Reproduce, word for word, the part of the forum thread on PAML positive selection analysis that begins at the words "Also, It seems" and stops after "was very helpful.".

#### Document passage:
^^^^^^^^^^^^^^^^

Hello
I am a beginner in the selection analysis. I am studying about a large protein family. It includes 540 sequences from 139 plant species. The phylogenetic tree is divided to several subgroups (clade). Each subgroup contains several sequences from different species. I tested each group in terms of their final product and important motifs. Then I did the expansion analysis. Now, i want to do positive selection analysis on these sequences using PAML. I'm so confused. I do not know if i should examine each subgroup in the phylogenetic tree separately, or examine the species separately. For example, Arabidopsis has 11 copies of this gene in its genome, but they scattered in different clusters. Which strategy is better? Look at species that have experienced expansion like Arabidopsis, or clades that have different characteristics.
Another point, my computer is not able to quickly analyze the large data (Even up to 50 sequences). Can I split large subgroups into smaller or choose just a few species and analyze them separately? For example, study Arabidopsis genes with each other. Does it have no negative effect on the result? I thought that I could find a lot of positively selected sites, because of the large number of duplicated gene and expansions in this family. But when I checked the clusters separately, I could not find positively selected sites under site specific models. Is anything wrong?
I would be grateful if you could guide me.
Hi,
I think to focus on the specific clades/lineages you are interested in is good. This paper and this one may be helpful to have a look.
Also, It seems to me that the distribution of all plant species might be too broad to do PAML positive selection analysis.
Thanks a lot. Your advice was very helpful.

^^^^^^^^^^^^^^^^

#### Records:
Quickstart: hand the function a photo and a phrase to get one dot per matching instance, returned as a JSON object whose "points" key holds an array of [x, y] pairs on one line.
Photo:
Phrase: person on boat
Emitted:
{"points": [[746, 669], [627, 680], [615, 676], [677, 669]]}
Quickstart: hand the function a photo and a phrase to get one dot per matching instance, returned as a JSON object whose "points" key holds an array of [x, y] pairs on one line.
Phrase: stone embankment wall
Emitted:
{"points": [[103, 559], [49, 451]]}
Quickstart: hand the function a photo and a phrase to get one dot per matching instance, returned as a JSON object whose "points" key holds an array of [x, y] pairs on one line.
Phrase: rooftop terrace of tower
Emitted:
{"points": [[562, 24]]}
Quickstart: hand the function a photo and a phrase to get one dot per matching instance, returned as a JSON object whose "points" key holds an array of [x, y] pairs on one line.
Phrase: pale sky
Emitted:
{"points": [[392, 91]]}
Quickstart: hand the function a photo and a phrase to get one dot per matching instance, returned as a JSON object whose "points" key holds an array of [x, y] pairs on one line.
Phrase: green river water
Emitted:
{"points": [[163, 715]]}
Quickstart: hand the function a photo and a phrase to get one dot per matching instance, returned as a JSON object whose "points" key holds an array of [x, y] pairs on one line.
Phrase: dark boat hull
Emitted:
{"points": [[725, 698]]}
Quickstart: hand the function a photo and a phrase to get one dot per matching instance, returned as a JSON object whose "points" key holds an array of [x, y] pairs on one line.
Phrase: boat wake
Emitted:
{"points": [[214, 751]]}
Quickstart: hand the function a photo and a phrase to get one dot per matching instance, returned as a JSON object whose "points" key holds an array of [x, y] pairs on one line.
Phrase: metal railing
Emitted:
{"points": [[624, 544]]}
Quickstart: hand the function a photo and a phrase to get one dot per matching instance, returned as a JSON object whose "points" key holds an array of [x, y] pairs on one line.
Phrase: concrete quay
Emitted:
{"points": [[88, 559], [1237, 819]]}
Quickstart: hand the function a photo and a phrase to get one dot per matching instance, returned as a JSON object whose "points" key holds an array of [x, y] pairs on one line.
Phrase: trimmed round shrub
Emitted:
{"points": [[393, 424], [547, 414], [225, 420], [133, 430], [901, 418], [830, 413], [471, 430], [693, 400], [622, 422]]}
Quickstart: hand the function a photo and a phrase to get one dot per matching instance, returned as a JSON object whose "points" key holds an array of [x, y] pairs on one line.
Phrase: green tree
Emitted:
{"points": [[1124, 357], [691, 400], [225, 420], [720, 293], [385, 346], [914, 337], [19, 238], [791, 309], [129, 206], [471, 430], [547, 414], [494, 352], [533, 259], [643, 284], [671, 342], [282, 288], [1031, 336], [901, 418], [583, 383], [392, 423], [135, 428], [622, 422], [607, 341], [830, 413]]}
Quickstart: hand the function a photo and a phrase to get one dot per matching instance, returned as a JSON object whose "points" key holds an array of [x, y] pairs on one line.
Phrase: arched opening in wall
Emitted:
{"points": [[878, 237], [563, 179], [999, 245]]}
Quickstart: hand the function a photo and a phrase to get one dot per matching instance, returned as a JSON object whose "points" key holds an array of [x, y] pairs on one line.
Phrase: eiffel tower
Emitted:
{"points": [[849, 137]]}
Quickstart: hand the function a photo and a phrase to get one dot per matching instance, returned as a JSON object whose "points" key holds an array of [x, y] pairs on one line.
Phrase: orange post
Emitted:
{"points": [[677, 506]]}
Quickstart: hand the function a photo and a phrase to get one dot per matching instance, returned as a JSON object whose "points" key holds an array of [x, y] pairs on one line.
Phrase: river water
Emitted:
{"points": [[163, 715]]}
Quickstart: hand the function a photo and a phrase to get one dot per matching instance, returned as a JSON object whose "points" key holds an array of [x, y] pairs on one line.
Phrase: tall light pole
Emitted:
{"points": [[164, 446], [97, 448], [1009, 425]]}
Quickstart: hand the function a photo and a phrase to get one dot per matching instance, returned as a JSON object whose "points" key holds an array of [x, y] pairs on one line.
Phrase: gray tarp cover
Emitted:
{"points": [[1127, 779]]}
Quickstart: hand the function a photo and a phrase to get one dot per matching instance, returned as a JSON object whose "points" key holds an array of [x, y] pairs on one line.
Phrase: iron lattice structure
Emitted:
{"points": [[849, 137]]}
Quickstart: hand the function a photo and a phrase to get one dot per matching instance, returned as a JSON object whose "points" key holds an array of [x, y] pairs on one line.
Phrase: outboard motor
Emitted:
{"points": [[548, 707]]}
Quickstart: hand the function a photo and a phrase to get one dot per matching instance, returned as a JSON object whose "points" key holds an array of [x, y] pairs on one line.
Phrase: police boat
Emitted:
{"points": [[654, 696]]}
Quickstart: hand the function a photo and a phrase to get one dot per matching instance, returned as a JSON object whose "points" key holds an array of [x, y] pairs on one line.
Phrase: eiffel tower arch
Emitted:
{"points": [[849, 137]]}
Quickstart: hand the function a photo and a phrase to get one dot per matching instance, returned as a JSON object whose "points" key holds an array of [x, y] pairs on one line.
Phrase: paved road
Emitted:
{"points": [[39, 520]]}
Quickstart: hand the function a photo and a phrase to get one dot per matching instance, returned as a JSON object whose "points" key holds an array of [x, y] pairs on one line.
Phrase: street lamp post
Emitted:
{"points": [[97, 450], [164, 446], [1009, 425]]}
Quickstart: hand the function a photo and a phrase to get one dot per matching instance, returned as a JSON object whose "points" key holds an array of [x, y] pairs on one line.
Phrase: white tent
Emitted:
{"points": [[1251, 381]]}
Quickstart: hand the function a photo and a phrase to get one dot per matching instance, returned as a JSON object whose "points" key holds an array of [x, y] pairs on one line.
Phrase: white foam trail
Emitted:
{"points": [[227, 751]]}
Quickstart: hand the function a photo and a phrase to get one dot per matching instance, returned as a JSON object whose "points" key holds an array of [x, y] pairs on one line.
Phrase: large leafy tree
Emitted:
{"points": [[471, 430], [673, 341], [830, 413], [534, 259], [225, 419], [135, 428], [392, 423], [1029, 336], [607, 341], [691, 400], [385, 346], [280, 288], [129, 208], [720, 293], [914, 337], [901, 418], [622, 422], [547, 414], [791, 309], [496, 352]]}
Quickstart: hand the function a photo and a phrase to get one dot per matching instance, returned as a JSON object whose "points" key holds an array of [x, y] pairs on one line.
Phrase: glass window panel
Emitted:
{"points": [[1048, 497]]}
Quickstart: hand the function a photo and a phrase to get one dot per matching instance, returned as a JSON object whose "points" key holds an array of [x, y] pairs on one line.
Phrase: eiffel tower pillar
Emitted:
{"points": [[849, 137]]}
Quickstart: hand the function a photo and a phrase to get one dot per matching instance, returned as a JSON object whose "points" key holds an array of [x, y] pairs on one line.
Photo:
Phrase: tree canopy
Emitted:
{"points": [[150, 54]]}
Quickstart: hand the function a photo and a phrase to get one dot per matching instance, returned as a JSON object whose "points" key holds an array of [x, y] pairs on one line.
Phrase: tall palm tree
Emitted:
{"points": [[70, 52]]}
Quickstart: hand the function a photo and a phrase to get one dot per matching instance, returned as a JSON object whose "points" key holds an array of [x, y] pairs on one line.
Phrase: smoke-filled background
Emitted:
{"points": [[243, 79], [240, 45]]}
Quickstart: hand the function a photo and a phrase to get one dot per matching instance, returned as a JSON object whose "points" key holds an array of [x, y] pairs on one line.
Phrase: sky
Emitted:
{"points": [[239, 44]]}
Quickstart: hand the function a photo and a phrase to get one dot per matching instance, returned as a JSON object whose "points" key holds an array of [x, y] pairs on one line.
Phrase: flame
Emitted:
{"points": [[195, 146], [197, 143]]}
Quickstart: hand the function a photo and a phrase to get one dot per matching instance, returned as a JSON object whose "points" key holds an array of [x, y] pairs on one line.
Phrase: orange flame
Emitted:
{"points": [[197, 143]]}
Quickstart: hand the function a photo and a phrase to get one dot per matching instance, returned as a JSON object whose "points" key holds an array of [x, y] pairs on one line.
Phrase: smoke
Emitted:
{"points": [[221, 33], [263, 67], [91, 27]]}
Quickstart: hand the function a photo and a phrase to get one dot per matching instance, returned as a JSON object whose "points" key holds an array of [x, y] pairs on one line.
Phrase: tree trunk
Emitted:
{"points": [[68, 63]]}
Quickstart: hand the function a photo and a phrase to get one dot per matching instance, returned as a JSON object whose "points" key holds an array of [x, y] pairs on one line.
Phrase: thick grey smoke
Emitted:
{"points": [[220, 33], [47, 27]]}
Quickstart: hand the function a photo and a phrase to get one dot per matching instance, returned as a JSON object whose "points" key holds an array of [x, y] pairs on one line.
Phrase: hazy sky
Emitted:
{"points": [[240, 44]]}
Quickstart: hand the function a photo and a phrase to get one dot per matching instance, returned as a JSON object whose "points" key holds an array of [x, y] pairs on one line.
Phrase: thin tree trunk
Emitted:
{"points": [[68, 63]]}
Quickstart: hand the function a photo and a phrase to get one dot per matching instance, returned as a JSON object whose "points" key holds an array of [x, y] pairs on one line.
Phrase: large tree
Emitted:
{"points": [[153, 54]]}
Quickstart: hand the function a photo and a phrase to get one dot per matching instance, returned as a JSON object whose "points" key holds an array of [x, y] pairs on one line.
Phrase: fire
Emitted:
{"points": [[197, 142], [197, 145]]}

^^^^^^^^^^^^^^^^

#### Answer to the problem:
Also, It seems to me that the distribution of all plant species might be too broad to do PAML positive selection analysis.
Thanks a lot. Your advice was very helpful.